• **To do**: Scan the material for the word "concrete" and return every matching line.

• **Data extracts**:
-- Opening Marker --

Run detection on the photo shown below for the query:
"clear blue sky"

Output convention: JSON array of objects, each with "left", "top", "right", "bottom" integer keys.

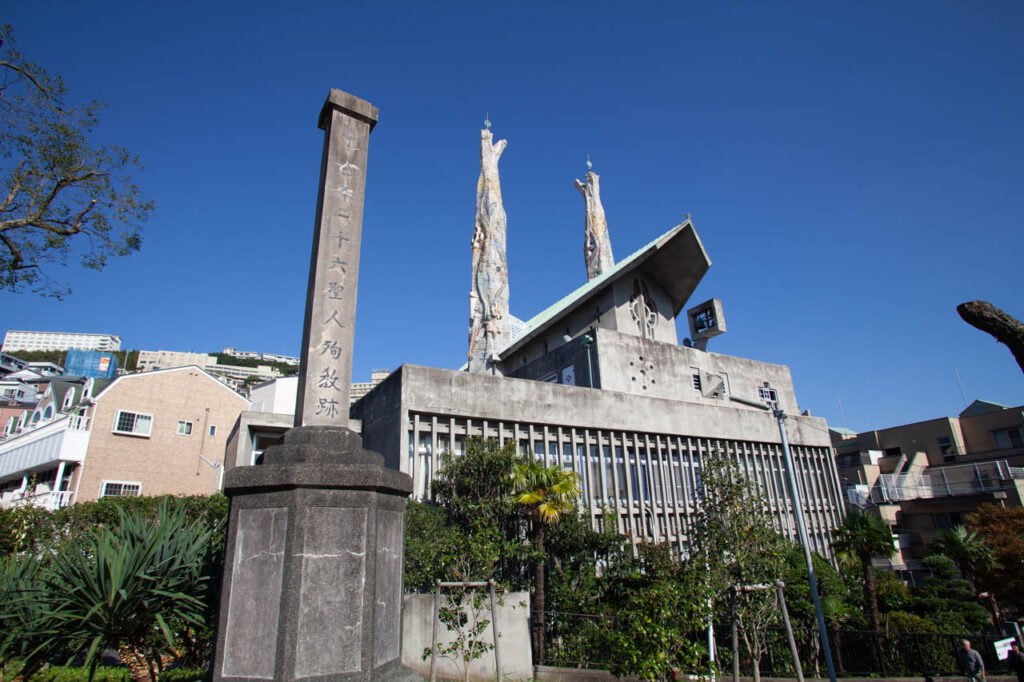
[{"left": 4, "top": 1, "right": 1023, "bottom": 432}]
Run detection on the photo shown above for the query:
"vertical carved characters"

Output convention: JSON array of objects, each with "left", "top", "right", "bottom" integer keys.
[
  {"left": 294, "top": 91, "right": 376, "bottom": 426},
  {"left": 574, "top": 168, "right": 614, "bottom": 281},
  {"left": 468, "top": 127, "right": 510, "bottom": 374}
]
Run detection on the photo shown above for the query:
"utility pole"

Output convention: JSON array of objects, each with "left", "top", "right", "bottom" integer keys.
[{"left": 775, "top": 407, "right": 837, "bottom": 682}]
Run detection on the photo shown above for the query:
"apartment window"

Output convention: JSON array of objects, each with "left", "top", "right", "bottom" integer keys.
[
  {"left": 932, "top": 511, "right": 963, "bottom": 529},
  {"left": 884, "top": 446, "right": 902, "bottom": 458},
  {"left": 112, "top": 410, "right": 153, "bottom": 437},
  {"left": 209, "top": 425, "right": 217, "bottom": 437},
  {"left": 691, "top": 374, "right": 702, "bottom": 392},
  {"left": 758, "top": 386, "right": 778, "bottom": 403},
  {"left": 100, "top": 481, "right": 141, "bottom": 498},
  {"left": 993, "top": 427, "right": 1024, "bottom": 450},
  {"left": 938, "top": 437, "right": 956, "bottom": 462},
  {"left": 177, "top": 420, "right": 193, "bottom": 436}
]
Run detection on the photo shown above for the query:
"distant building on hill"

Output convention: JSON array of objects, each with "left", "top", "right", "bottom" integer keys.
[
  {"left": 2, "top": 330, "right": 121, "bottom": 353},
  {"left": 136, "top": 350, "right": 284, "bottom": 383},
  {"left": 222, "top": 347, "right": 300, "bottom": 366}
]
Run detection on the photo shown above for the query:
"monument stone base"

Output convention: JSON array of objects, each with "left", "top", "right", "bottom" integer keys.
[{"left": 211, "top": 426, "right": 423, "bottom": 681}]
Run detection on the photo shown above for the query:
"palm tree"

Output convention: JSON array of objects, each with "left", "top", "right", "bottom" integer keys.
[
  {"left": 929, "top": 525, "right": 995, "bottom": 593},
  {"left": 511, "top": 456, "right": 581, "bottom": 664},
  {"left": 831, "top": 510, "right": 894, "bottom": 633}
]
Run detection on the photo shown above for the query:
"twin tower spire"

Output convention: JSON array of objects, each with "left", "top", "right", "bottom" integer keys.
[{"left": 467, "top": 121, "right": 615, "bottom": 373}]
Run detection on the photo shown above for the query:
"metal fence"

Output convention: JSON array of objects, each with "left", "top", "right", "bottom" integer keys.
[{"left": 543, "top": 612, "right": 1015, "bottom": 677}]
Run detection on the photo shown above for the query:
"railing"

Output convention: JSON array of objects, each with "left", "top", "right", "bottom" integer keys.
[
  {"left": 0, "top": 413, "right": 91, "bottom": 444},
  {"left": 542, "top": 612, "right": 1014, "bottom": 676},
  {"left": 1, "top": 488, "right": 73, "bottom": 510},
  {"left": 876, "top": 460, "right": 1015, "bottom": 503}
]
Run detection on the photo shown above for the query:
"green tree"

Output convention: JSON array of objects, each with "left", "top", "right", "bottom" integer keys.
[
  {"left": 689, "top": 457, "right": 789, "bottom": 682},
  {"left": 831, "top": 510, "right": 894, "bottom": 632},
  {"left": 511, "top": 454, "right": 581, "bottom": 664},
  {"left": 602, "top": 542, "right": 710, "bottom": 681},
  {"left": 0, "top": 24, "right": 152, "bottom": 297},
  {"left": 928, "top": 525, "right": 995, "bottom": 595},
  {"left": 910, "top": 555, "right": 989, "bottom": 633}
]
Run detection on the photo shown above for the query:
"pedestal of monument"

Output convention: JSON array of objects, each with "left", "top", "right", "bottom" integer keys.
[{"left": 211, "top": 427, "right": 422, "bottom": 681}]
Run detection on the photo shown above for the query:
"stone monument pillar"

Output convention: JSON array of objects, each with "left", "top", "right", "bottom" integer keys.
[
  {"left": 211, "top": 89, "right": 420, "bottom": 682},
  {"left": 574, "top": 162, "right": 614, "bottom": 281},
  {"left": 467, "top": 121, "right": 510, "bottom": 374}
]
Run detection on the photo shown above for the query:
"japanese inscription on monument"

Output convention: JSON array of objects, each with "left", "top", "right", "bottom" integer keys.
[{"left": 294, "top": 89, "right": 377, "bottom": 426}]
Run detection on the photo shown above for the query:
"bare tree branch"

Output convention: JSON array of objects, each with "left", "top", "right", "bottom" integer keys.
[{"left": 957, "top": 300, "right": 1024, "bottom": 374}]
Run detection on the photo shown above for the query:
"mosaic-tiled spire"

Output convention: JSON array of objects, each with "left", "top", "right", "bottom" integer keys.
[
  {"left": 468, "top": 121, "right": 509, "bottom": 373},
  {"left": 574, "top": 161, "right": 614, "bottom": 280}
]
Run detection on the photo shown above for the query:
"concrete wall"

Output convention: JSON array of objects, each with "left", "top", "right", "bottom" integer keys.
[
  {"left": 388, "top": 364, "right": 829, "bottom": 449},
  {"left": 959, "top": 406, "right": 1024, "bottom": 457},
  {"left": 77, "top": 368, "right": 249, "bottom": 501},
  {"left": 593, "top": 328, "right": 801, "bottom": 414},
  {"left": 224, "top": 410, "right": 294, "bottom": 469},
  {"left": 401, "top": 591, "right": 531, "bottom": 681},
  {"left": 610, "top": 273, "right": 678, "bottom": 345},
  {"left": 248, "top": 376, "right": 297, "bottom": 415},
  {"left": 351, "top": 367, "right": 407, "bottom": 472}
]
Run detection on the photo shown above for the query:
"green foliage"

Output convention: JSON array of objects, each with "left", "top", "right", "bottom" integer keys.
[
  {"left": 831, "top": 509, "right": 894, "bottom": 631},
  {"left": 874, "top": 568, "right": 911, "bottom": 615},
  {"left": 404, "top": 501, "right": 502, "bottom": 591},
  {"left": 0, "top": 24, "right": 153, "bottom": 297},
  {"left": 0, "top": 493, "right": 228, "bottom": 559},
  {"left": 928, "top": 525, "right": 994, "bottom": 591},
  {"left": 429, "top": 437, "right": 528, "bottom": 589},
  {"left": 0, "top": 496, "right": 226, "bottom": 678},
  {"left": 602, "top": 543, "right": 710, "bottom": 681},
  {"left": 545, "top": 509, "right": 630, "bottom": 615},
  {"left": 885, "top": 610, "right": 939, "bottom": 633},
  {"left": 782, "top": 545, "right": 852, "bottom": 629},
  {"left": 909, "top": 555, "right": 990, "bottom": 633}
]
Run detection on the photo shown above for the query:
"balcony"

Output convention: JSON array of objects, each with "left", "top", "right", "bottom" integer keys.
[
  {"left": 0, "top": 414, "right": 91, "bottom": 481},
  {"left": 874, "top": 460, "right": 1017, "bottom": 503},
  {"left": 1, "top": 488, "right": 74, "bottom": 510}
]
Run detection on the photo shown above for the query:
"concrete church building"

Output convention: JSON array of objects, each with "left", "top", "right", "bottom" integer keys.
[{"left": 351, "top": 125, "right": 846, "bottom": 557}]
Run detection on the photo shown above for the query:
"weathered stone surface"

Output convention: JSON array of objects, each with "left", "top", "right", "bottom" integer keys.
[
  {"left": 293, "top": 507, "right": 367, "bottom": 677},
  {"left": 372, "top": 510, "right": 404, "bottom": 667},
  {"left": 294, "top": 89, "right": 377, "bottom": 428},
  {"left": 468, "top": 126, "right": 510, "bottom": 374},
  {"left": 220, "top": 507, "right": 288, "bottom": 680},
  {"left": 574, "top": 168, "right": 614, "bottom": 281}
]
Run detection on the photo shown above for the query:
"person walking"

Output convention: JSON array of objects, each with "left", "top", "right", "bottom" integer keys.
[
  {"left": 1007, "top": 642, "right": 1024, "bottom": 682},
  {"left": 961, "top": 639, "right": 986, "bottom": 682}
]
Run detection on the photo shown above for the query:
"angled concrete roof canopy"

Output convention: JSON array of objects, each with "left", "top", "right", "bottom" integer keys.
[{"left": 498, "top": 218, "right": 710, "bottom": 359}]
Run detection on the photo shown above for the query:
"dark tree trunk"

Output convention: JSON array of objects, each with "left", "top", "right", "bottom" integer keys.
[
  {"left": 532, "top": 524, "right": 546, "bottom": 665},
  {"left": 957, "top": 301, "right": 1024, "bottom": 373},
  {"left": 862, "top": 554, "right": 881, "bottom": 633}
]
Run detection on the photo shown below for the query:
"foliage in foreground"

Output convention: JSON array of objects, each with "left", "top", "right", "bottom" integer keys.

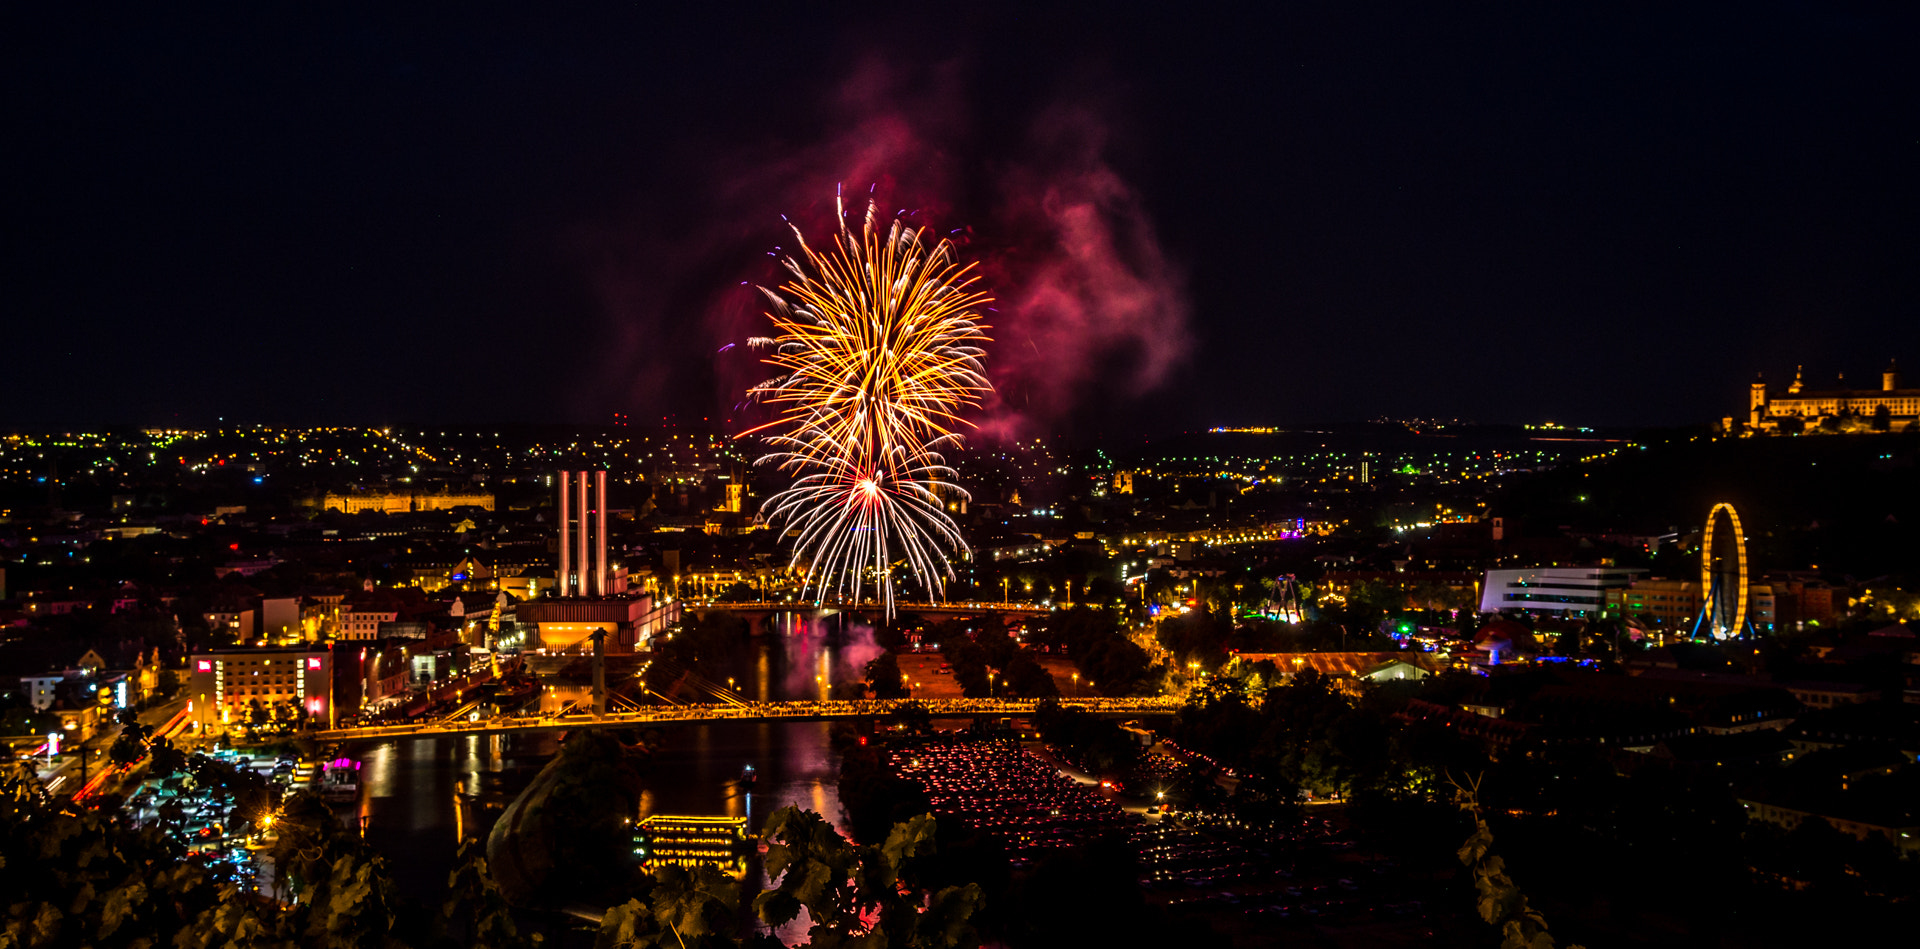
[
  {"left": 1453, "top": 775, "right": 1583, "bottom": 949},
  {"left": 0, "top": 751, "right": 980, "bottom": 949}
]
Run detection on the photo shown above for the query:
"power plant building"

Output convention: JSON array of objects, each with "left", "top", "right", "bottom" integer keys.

-- Closing Marker --

• **Solution for this exercise**:
"concrete wall"
"concrete church building"
"angled concrete roof canopy"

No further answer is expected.